▸ **Exercise goal**:
Go to the line that contains "Note: for this drill, pin each instance of the ocean", then write out that line and all that follow to the end of the listing, exactly and without pictures.

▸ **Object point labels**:
————————
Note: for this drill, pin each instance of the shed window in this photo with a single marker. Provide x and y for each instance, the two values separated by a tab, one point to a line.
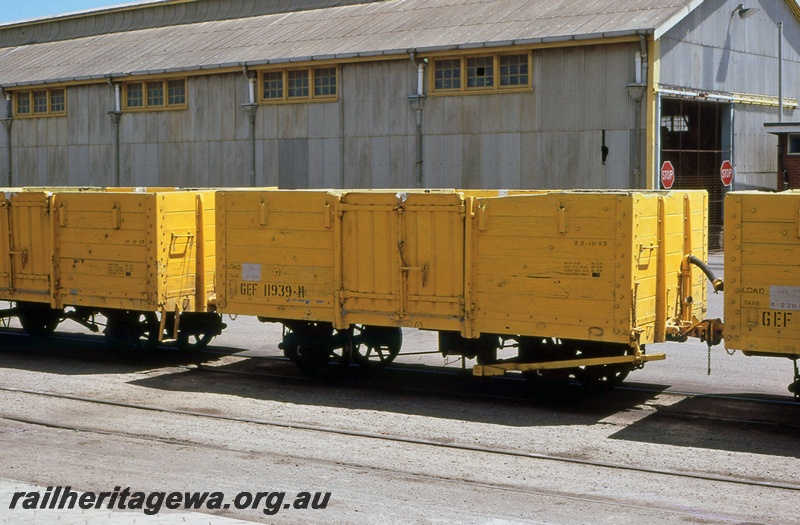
155	94
793	144
40	103
298	85
514	70
325	82
480	72
486	73
447	74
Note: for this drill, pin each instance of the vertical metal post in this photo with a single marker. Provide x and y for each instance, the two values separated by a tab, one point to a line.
780	71
116	116
8	123
251	110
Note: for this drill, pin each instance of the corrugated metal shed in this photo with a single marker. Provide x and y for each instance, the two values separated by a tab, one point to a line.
372	29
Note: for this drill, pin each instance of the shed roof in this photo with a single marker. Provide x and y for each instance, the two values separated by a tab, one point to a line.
384	28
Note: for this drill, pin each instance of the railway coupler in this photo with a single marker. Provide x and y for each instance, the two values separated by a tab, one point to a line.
794	388
710	331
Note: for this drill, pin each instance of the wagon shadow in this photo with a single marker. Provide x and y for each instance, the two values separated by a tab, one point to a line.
413	390
79	354
739	423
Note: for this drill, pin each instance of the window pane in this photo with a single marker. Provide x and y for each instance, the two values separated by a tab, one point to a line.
176	92
794	144
273	85
447	74
325	82
57	101
298	83
135	97
480	72
514	70
40	101
23	103
155	93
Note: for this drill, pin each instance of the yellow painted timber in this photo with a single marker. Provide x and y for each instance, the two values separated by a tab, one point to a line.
585	265
137	249
276	253
26	246
500	369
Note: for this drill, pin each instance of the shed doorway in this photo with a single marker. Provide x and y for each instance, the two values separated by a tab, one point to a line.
696	136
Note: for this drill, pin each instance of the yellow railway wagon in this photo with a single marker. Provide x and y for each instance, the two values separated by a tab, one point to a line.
128	254
601	266
344	271
762	273
26	245
135	250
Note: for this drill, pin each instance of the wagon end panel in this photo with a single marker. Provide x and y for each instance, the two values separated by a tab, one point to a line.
667	293
183	264
762	273
107	250
26	268
276	254
546	265
403	259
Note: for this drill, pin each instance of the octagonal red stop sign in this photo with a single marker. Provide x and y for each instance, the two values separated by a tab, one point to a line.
667	174
726	172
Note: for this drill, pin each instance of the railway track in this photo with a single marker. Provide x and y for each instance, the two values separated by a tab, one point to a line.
367	435
521	392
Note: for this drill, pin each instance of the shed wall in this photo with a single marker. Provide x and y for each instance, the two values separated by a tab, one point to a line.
551	137
715	50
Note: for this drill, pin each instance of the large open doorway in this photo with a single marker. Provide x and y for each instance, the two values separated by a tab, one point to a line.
696	137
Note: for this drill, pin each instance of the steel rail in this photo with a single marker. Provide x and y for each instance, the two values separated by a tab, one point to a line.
414	441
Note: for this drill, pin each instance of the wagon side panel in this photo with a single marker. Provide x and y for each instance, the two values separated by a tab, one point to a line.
276	254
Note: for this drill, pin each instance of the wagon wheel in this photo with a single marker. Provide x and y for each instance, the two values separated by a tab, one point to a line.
131	331
186	342
196	329
375	346
608	375
38	318
309	346
543	349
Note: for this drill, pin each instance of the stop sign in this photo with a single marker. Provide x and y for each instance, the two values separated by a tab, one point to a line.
667	174
726	172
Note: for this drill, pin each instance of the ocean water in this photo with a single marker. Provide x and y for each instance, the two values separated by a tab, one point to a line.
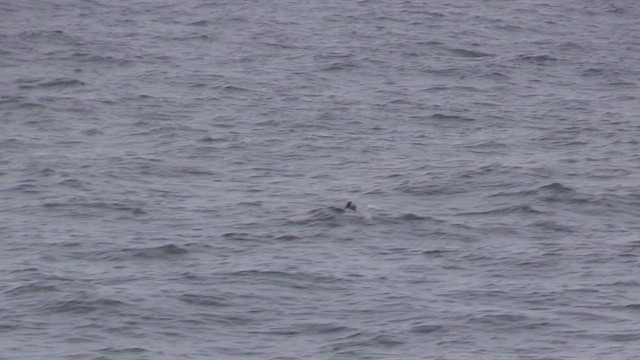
173	177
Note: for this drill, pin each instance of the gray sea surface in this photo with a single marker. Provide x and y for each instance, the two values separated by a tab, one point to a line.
174	174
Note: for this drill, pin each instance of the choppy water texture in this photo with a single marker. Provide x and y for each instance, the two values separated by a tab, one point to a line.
173	177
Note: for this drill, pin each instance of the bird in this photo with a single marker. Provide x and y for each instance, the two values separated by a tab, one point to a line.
351	205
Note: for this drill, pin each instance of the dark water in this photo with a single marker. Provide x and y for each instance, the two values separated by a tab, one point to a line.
173	174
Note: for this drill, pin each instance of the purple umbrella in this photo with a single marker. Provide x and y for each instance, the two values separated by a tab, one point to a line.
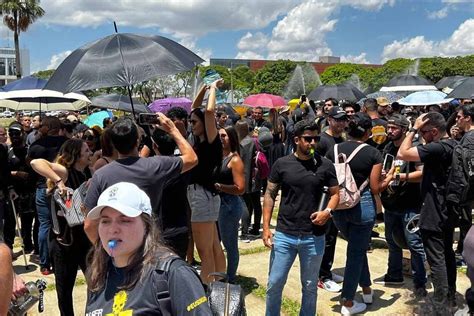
163	105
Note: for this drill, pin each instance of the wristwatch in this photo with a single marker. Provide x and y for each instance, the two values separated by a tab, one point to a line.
————————
▸ **Exercise answer**:
Note: for this drill, pin each instance of the ocean water in this photo with a single marker. Provide x and y for each instance, the two values separated by a tab, one point to a line.
173	177
Note: for this drill, pin each instance of the gray sea surface in this photo with a single marker. Provide x and y for each instance, the two values separated by a tab, one point to a line.
174	174
Note: for this drill, pin each instance of the choppy water texture in this photo with a single marker. Provide x and y for each instance, the two values separated by a tab, one point to a line.
173	177
Note: for this drill, pin each instance of the bird in this photo with a single marker. Provide x and y for each instance, the two values separated by a tab, one point to a line.
351	205
Note: for this drill, pin each instance of the dark water in this photo with a single marker. Provide x and y for each instance, the two values separated by a tab, one point to a line.
173	174
Note: for this drill, pin each instance of the purple umbrella in this photo with a single marker. Provide x and y for each instance, the two values separated by a tab, one point to a line.
163	105
Note: for this drill, pin each instance of the wristwatch in this photo with a single marker. Provide x and y for each instance, the two values separated by a tab, one point to a line.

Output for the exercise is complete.